PASSAGE SHOWN

I broke my nose Wednesday, so my mind’s been on Face Time – not just in terms of the temporary new look on my own face.  Ministry involves using more than using a phone and computer.  We who do professional ministry are pastorally and institutionally required to do lots of Face Time with our people.  Even Skype falls short.

Actually my favorite part of ministry is the Face Time.  I love talking face to face with pre-inquirers pondering professional ministry. I enjoy the face time with elders trying to be faithful as they look for fresh ways to expand their ministry.  Face time with pastors excited about a new call is like dessert.

What’s also true is that Face Time is:

1) elusive because the administrative tasks overtake our lives

2) emotionally draining because that’s what it means to be compassionate.

We need to pace ourselves.

If you’ve ever been at the hospital bedside of your own child or parent or spouse, you know that you wouldn’t be anywhere else but holding that beloved person’s hand.  But it wipes you out.

People in pastoral ministry – pastors, deacons, Stephen Ministers, elders – do this with multiple families at the same time.

WORK INSTRUCTION A
From the passage on Face Time in ministry, repeat word for word the part that opens with the words containing "We need to pace" and closes with "the same time.".
WORK INSTRUCTION B
In the passage on Face Time in ministry, what is face time with pastors excited about a new call compared to?
WORK INSTRUCTION C
Take the passage on Face Time in ministry further, starting after its last sentence.

DATA TO EXAMINE
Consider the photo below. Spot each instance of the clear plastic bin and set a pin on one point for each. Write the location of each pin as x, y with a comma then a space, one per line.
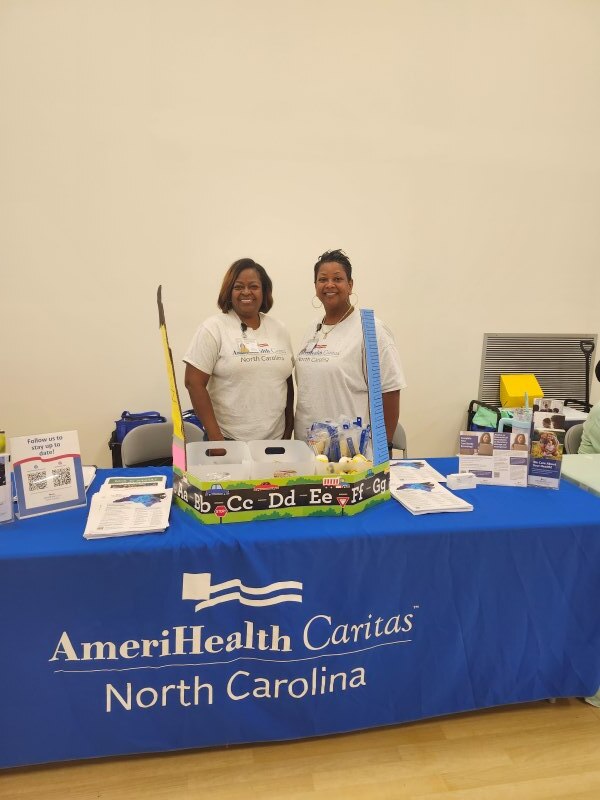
280, 459
232, 465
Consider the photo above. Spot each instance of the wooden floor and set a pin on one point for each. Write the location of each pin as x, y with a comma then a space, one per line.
532, 751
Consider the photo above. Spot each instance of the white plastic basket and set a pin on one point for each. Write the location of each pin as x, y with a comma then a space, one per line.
232, 465
280, 459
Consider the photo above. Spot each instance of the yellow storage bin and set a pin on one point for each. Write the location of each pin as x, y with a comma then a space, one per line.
513, 388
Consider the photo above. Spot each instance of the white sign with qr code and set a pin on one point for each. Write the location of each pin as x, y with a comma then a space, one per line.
48, 473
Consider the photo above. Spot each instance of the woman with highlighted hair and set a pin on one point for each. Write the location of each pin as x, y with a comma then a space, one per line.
239, 363
331, 364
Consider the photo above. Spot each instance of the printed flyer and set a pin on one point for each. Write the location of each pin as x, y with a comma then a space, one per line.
547, 447
495, 457
48, 472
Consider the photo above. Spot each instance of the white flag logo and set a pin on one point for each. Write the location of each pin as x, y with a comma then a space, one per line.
197, 586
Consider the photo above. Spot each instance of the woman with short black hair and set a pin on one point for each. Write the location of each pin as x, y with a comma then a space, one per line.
239, 363
330, 366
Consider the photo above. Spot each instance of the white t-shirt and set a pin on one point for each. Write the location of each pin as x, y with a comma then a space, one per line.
248, 383
331, 375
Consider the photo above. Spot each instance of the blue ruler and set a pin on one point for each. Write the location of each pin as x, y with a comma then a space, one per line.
380, 451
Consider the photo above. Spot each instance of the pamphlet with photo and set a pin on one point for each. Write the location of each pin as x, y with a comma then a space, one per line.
495, 457
547, 447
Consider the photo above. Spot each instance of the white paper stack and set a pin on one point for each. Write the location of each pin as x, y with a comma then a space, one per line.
407, 470
127, 506
427, 497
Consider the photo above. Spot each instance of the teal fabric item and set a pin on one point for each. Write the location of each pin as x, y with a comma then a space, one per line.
590, 440
488, 418
485, 417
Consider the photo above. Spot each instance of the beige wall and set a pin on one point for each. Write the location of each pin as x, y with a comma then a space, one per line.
451, 148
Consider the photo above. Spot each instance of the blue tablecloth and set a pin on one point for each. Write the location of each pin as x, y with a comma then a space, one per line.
292, 628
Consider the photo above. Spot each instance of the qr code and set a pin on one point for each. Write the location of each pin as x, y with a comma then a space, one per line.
37, 480
61, 476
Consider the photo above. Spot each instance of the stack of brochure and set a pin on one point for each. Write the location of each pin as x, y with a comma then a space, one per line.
416, 485
126, 506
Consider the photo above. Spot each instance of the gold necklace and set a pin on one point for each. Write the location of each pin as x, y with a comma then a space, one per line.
326, 333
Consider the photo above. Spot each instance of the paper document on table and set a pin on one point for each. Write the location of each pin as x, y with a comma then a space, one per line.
411, 470
121, 486
128, 514
427, 498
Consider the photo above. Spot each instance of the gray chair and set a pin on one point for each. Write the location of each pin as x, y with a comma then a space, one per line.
399, 440
152, 444
573, 438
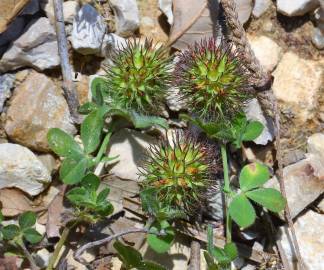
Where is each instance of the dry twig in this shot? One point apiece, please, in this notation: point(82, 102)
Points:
point(68, 86)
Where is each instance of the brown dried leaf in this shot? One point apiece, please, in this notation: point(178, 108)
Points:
point(193, 20)
point(55, 210)
point(15, 202)
point(8, 263)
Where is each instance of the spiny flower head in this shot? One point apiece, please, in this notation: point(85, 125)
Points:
point(138, 76)
point(179, 170)
point(211, 79)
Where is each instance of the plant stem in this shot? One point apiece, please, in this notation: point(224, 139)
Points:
point(59, 246)
point(227, 190)
point(103, 147)
point(29, 257)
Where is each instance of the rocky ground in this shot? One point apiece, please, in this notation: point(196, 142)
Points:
point(286, 36)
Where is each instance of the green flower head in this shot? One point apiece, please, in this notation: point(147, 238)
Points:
point(179, 170)
point(138, 76)
point(211, 79)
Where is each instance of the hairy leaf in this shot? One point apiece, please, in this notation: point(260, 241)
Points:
point(27, 220)
point(242, 211)
point(63, 144)
point(9, 232)
point(129, 256)
point(32, 236)
point(269, 198)
point(253, 175)
point(91, 130)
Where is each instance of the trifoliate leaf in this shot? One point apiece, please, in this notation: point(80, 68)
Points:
point(253, 175)
point(242, 211)
point(269, 198)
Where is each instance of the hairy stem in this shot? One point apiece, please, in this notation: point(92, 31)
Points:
point(227, 190)
point(27, 254)
point(59, 246)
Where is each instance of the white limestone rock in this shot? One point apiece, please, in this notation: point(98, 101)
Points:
point(296, 7)
point(127, 16)
point(20, 168)
point(88, 31)
point(36, 47)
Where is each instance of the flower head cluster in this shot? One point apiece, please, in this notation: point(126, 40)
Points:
point(211, 79)
point(138, 76)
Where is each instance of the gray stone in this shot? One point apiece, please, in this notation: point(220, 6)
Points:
point(111, 42)
point(13, 31)
point(127, 16)
point(20, 168)
point(244, 9)
point(88, 31)
point(130, 146)
point(296, 7)
point(266, 51)
point(6, 84)
point(297, 84)
point(303, 181)
point(260, 7)
point(254, 112)
point(166, 7)
point(31, 8)
point(308, 228)
point(47, 109)
point(36, 47)
point(318, 38)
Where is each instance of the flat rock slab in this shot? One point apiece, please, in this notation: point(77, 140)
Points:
point(36, 47)
point(20, 168)
point(308, 228)
point(37, 105)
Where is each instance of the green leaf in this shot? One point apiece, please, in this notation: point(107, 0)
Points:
point(148, 265)
point(253, 175)
point(129, 256)
point(87, 108)
point(102, 196)
point(76, 173)
point(149, 201)
point(91, 130)
point(90, 182)
point(269, 198)
point(231, 251)
point(98, 86)
point(9, 232)
point(77, 195)
point(32, 236)
point(210, 262)
point(160, 244)
point(242, 211)
point(27, 220)
point(63, 144)
point(253, 130)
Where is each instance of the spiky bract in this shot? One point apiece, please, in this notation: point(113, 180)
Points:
point(138, 76)
point(178, 169)
point(211, 79)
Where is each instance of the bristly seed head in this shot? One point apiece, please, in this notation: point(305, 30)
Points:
point(211, 79)
point(179, 170)
point(139, 76)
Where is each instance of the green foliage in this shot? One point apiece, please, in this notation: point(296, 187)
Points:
point(251, 180)
point(91, 205)
point(179, 172)
point(234, 131)
point(219, 258)
point(25, 230)
point(211, 79)
point(132, 259)
point(138, 77)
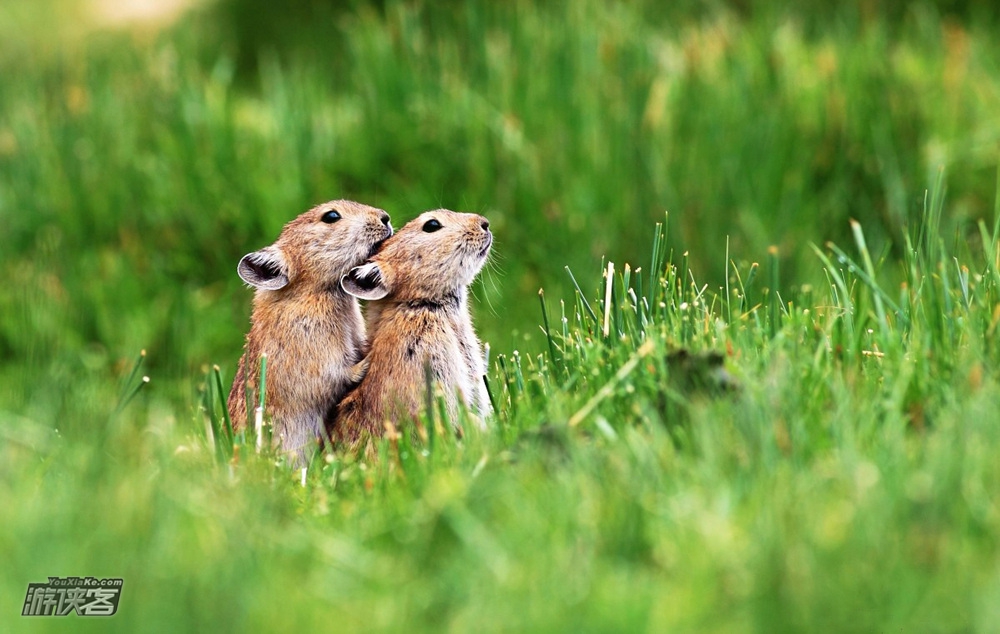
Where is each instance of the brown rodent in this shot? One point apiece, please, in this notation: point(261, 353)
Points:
point(310, 329)
point(418, 318)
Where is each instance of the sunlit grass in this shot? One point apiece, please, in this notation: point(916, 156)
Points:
point(850, 283)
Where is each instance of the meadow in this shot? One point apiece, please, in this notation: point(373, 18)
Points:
point(811, 193)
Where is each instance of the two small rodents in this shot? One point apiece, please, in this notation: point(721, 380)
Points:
point(321, 376)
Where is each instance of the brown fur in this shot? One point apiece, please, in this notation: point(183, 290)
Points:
point(310, 329)
point(418, 318)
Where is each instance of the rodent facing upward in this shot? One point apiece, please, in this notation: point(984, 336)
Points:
point(311, 330)
point(418, 317)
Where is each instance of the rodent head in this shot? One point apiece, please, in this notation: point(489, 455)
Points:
point(319, 247)
point(435, 255)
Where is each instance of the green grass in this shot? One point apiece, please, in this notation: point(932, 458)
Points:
point(849, 484)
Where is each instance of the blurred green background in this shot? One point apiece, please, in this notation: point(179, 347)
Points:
point(144, 147)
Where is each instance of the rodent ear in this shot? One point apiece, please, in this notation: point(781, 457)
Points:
point(366, 282)
point(264, 269)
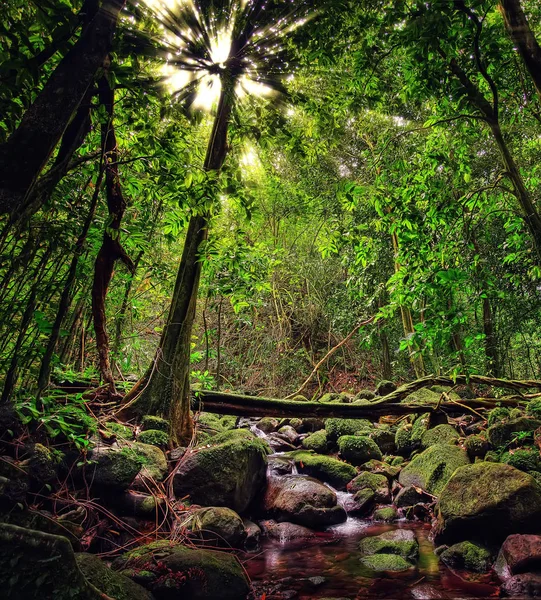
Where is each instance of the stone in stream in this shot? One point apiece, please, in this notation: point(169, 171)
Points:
point(228, 473)
point(302, 500)
point(171, 570)
point(487, 501)
point(433, 468)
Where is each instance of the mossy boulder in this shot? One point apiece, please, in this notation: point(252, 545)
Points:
point(469, 556)
point(171, 570)
point(317, 441)
point(336, 428)
point(488, 501)
point(228, 473)
point(330, 470)
point(441, 434)
point(112, 584)
point(358, 449)
point(400, 542)
point(218, 526)
point(433, 468)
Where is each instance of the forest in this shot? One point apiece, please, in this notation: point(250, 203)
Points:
point(270, 299)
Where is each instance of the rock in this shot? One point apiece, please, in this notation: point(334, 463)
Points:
point(525, 585)
point(317, 442)
point(379, 484)
point(501, 434)
point(433, 468)
point(388, 514)
point(327, 469)
point(336, 428)
point(172, 570)
point(386, 562)
point(218, 525)
point(488, 501)
point(441, 434)
point(401, 542)
point(109, 582)
point(358, 449)
point(385, 387)
point(302, 500)
point(229, 473)
point(519, 554)
point(469, 556)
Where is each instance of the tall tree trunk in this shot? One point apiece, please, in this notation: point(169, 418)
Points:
point(24, 155)
point(523, 37)
point(111, 249)
point(165, 388)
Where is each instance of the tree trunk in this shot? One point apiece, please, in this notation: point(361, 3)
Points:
point(24, 155)
point(523, 37)
point(111, 250)
point(166, 386)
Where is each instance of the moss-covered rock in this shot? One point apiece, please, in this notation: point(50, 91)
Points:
point(156, 423)
point(358, 449)
point(386, 562)
point(441, 434)
point(317, 442)
point(488, 501)
point(228, 473)
point(112, 584)
point(336, 428)
point(469, 556)
point(154, 437)
point(525, 459)
point(330, 470)
point(218, 525)
point(432, 469)
point(171, 570)
point(401, 542)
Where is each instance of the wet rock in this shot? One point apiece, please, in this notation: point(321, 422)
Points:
point(358, 449)
point(525, 585)
point(170, 570)
point(302, 500)
point(218, 526)
point(469, 556)
point(519, 554)
point(228, 473)
point(488, 501)
point(433, 468)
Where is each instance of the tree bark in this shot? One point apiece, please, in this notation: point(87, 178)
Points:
point(24, 155)
point(523, 37)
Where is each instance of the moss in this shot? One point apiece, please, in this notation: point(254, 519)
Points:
point(151, 422)
point(441, 434)
point(467, 555)
point(525, 459)
point(154, 437)
point(385, 562)
point(336, 428)
point(500, 413)
point(316, 441)
point(358, 449)
point(387, 514)
point(325, 468)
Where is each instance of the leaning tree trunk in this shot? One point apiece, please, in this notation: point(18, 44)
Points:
point(165, 389)
point(24, 155)
point(111, 249)
point(524, 39)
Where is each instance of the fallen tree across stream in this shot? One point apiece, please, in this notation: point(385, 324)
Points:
point(254, 406)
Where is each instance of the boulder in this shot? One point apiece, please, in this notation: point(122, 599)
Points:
point(171, 570)
point(487, 501)
point(433, 468)
point(228, 473)
point(519, 554)
point(302, 500)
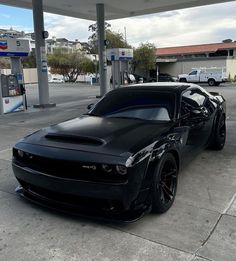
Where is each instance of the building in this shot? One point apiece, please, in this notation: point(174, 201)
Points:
point(63, 44)
point(181, 59)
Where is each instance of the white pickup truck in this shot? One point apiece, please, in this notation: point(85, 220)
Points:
point(213, 76)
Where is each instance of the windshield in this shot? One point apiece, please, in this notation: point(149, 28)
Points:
point(138, 104)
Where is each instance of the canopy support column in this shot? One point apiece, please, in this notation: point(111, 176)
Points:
point(101, 49)
point(41, 58)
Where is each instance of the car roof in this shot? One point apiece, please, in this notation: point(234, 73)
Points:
point(175, 87)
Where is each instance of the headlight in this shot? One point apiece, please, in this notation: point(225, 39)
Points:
point(122, 170)
point(20, 153)
point(107, 168)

ANSWER AREA A
We need to pace ourselves.

If you’ve ever been at the hospital bedside of your own child or parent or spouse, you know that you wouldn’t be anywhere else but holding that beloved person’s hand.  But it wipes you out.

People in pastoral ministry – pastors, deacons, Stephen Ministers, elders – do this with multiple families at the same time.

ANSWER AREA B
Dessert.

ANSWER AREA C
If you’ve ever had a vision for What the Church Could Be, you know that you wouldn’t do anything else, but shifting a church culture or starting something totally new can be exhausting.

People in church development and re-development – church planters, core leaders – know that this is relentless work.

Real Life Ministry demands some serious Face Time in which we must be focused wholly on other people.  To avoid utter depletion, we need to figure out how in the world we can cling to and practice our Sabbath.  You could start by reading this book.  And I’m not just saying this because I’m guest blogging on her site. (Heh. -MA)

It’s a holy thing when we pace ourselves. My hope is that my medically required Ice-Bag-On-My-Face Time will also prove to be a holy thing.

How is the Administrivia-Face Time balance going in your life?